AIM 1 >>
From the passage on class, list each pair of contrasting items named before the words "in short".
AIM 2 >>
Please answer from the passage on class: what did the very ambitious daughters do?
AIM 3 >>
Pick up the passage on class after its last sentence and carry it further.

DOCUMENT >>
We were ordinary families whose names got in the newspapers only as part of an athletic team or an accident; men who worked in factories as long as they were able and women who cooked and cleaned for their own families if they were lucky, and for other families, too, if they were not; sons whose high school years were a last fling before the assembly line, and daughters who got pregnant and married in that order or, if they were very ambitious, worked at the gas company until the first baby came.

It was a world of difference marked by possessions. Between Saturday night movies and winter vacations; weekly pay envelopes and checking accounts; Easter outfits bought on the layaway plan and designer clothes ordered a season ahead; social security checks and stock dividends; kids who slept on sofa beds and children with nannies; in short, between an envious life and an enviable one. Because these symbols of class changed visibly from top to bottom, they seemed unnatural, perhaps unjust, and we resented them. Because male-female roles changed very little from their elegant dinner parties to our kitchen tables, they seemed natural, and very just indeed.

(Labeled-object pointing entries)
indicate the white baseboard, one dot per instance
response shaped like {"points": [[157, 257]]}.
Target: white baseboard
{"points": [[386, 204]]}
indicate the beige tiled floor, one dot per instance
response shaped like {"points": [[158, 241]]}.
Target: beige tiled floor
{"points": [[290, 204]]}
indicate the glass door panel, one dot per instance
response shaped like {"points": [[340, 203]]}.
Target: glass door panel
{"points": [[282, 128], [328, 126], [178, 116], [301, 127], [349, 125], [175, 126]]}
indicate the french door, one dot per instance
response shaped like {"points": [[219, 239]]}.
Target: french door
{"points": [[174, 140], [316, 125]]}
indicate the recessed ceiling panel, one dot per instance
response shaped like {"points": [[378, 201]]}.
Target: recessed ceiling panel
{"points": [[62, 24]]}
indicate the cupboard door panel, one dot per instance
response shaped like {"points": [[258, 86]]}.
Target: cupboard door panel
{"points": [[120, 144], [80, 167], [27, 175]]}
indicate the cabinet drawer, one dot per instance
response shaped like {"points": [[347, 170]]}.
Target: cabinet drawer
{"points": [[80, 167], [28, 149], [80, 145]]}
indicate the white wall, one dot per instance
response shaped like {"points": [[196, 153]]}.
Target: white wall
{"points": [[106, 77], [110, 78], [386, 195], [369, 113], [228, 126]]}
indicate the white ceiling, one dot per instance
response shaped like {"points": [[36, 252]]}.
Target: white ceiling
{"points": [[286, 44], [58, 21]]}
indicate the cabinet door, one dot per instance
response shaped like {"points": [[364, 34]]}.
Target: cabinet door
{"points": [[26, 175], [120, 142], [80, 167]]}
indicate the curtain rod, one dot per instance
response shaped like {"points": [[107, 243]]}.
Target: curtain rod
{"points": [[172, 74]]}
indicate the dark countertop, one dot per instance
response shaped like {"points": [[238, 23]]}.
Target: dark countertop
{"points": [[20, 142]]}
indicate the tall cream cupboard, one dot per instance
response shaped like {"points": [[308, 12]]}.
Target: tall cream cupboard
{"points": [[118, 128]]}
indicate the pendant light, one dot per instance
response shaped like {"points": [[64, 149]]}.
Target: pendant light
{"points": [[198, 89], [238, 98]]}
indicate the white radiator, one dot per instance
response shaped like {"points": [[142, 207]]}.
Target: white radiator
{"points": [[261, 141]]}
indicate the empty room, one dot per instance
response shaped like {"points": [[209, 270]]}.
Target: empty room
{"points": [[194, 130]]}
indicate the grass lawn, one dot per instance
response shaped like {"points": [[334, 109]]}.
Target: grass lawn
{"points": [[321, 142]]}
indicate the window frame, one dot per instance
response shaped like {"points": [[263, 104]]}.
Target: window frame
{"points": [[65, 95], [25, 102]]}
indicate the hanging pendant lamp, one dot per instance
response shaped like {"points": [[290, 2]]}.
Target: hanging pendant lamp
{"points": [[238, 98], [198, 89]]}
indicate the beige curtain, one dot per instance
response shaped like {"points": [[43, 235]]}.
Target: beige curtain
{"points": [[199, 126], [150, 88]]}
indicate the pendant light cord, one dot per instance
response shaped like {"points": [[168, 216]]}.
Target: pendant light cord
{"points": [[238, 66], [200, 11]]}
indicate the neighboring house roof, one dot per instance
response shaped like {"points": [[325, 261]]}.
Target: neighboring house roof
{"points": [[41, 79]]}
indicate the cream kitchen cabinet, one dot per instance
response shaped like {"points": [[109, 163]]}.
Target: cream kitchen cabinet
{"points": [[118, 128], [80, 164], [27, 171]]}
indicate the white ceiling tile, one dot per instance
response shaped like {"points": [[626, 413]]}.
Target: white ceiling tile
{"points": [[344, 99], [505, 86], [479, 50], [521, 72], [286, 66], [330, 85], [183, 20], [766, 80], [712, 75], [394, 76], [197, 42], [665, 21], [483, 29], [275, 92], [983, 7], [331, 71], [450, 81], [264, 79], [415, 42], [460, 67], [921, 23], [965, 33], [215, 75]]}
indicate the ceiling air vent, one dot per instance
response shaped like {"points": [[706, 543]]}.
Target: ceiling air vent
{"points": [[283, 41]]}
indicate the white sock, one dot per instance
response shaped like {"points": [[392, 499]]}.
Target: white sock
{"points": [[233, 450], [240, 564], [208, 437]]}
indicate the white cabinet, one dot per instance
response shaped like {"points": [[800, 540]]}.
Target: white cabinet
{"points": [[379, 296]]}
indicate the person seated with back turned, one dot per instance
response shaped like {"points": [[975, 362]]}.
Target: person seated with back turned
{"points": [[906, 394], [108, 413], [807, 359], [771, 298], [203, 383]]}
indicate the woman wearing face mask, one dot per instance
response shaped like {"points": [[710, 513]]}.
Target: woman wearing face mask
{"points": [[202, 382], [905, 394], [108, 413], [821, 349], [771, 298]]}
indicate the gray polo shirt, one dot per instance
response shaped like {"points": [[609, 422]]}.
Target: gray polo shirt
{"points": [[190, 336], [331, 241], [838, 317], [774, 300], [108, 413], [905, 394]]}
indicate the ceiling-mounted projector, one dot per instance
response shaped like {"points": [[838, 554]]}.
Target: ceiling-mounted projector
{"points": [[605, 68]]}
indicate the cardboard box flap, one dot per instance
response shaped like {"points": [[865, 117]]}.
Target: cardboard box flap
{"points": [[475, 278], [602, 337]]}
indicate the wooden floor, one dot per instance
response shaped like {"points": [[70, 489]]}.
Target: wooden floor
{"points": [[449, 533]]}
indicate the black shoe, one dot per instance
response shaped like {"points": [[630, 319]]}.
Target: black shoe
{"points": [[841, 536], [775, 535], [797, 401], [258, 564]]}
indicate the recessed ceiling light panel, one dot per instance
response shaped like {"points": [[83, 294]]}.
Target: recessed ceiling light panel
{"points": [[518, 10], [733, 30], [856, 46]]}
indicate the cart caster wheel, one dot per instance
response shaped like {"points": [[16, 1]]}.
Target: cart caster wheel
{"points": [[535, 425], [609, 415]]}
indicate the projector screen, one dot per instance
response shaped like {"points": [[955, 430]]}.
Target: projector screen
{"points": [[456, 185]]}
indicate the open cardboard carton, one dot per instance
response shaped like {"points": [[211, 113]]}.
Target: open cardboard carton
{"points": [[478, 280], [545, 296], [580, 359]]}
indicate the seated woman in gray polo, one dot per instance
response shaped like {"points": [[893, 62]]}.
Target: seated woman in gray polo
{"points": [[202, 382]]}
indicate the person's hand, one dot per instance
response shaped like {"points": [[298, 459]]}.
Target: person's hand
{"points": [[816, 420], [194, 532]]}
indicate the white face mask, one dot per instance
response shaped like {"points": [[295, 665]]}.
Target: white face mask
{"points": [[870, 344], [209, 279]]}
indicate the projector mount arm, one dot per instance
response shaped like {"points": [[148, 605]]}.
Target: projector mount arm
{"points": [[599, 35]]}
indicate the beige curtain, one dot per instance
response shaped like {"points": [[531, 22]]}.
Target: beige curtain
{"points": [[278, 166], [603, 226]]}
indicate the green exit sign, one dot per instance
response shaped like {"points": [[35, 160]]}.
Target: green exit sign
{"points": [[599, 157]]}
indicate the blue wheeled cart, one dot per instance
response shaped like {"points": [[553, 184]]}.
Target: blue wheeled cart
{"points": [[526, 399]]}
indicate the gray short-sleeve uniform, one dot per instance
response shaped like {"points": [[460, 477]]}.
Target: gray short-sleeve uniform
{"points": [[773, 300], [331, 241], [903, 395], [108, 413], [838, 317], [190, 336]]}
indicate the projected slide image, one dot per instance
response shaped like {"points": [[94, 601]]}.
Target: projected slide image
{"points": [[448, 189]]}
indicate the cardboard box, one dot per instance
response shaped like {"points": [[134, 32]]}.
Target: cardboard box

TASK ANSWER 1 >>
- Saturday night movies and winter vacations
- weekly pay envelopes and checking accounts
- Easter outfits bought on the layaway plan and designer clothes ordered a season ahead
- social security checks and stock dividends
- kids who slept on sofa beds and children with nannies

TASK ANSWER 2 >>
They worked at the gas company until the first baby came.

TASK ANSWER 3 >>
Were wives and daughters in these rich families the ultimate possession? We wouldn’t have understood the question, much less asked it. As members of enviable families, they lived in the same pretty houses and drove in the same fancy cars, and that was enough to make us resent them.

In retrospect, I remember only one clue that such women might be less powerful, even a different class from their fathers and husbands, and so a little more like us. In my high school, girls dreamed out loud of marrying into this world of country clubs and fur coats. Of course this didn’t happen, but in theory, a girl didn’t need any special education or skills to be the wife of a powerful man. All she needed was the magic moment of being chosen. On the other hand, boys didn’t dream out loud about becoming one of the factory owners. That would have been a betrayal of their fathers. Like enlisted men who would never think of becoming officers, they both envied and hated their superiors who ordered them into daily battle on the production line from the safety of their desks, fought against paying workers’ compensation when one of them got mangled by a machine, and handed out layoffs with a callousness that only an equally tough union could handle. Besides, real men didn’t wear suits and shuffle papers; they worked with their hands and used their strength—a bit of bluster that was also an admission that being a boss took a kind of training they didn’t have.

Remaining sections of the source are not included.